Knowledge Sharing in Digital Learning Communities: A Comparative Review of Issues between Education and Industry


Digital learning communities have become a focal point of organizational development. The education industry has begun to follow suit by using the same technologies to enhance the learning process through a deeper process of participation. These technological tools complement sound learning design to bring a wealth of benefits to students. These benefits are not without peril. New technological tools shift common issues of education into online environments. This article reviews recent implementations of digital communities and highlights their influencing factors. The factors are then connected to existing factors in knowledge management literature. The key factors found are A) Student interaction with the community, B) Interaction vs grades and C) Student experiences.


Inter-student learning can be empowered through the application of technology [1]. Technologies are used to create knowledge sharing communities that are unified by their common cause [2]. Participants are not categorised by nationality, location or time. It is the shared endeavour that binds the group. Student-focused communities have reaped numerous benefits while being exposed to a variety of weaknesses.  Research on knowledge sharing communities, in the context of organisational learning, has provided extensive insights about these issues [3]. This paper provides linkages to knowledge management literature by comparing issues collected from a baseline of education case studies. This leads us to the research question: What issues exist in both knowledge management literature and education case studies?

The wide spread availability of technology has attributed to its growing use in the education industry. Traditional face-to-face instruction is now being supplemented or completely replaced in the educational experience [4]. These technologies can support any aspect of the teaching experience from content delivery to project presentations. A key aspect of these technologies is the ability of students to interact with each other to discuss content and compare notes.

When examining the effectiveness of a given technology there are a range of performance indicators. These indicators can be summarised into two categories. The first category is the explicit returns on the technology, that being the grades achieved by the students and how they compare with traditional learning design [5]. This is normally measured in the grades achieved, student pass rates and/or student dropout rates. The other category is the tacit side, which is the difficult process of measuring how much knowledge retained by the student and their experience in the course [6]. This is measured by student motivation, feedback, interest and satisfaction with the course.

The aim of this study is to collect influencing factors of digital learning communities and find comparisons in the knowledge management literature. This study is to benefit the application of technologies that promote inter-student learning by comparing common factors with those in industry.


To compare the underlining factors of digital communities with existing knowledge management literature, we needed a baseline from previous education research. To find this baseline, a systematic literature review was used to focus the research and define its limits [7]. The necessary thorough planning is a guarantee to follow a clear direction on how to proceed through the literature search [8]. This was achieved by collecting a pool of relevant case studies in the area and cross checking their underlining factors to discover trends and key features. This method can be broken down into its three stages: 1) search, 2) selection and 3) systematic analysis.

★ ★ ★

• **Task directions**
Could you reproduce the part of the review on digital learning communities word for word, starting at "Inter-student learning can" and ending at "education case studies?"?

• **Entries provided**
★ ★ ★

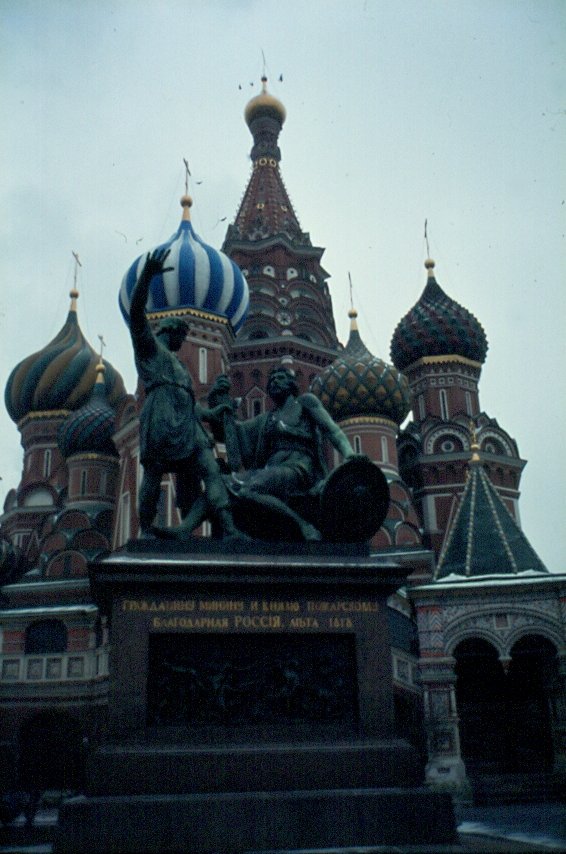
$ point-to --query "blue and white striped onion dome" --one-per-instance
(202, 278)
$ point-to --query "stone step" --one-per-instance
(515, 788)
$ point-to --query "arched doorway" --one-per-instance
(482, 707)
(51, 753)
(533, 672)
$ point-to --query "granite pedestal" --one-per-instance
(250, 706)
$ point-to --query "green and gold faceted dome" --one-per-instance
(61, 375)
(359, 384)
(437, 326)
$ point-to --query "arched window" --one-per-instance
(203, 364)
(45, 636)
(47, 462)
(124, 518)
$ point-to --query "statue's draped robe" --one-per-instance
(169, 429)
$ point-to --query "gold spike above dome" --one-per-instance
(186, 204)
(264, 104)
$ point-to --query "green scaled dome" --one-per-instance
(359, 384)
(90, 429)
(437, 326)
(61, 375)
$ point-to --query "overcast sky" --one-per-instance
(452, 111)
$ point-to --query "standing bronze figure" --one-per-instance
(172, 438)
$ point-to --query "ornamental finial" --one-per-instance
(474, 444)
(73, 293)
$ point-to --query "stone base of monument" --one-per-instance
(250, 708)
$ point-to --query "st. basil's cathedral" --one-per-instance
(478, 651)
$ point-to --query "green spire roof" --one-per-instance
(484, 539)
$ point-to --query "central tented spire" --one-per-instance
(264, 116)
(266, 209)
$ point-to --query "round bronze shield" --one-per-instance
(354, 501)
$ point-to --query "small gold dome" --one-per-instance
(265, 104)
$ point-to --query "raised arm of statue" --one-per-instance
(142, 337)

★ ★ ★

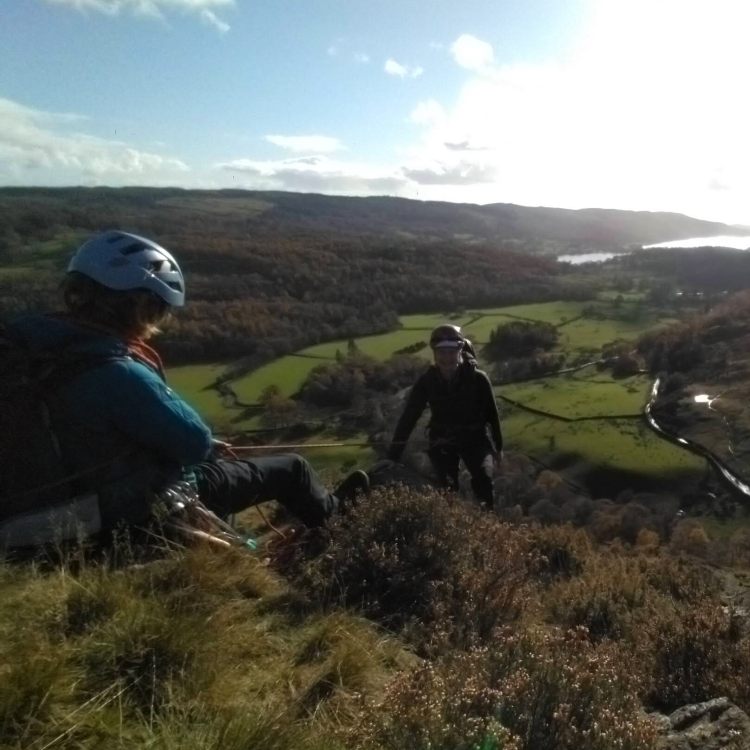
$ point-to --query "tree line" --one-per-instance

★ ★ ★

• **Solution to this problem**
Inter-student learning can be empowered through the application of technology [1]. Technologies are used to create knowledge sharing communities that are unified by their common cause [2]. Participants are not categorised by nationality, location or time. It is the shared endeavour that binds the group. Student-focused communities have reaped numerous benefits while being exposed to a variety of weaknesses.  Research on knowledge sharing communities, in the context of organisational learning, has provided extensive insights about these issues [3]. This paper provides linkages to knowledge management literature by comparing issues collected from a baseline of education case studies. This leads us to the research question: What issues exist in both knowledge management literature and education case studies?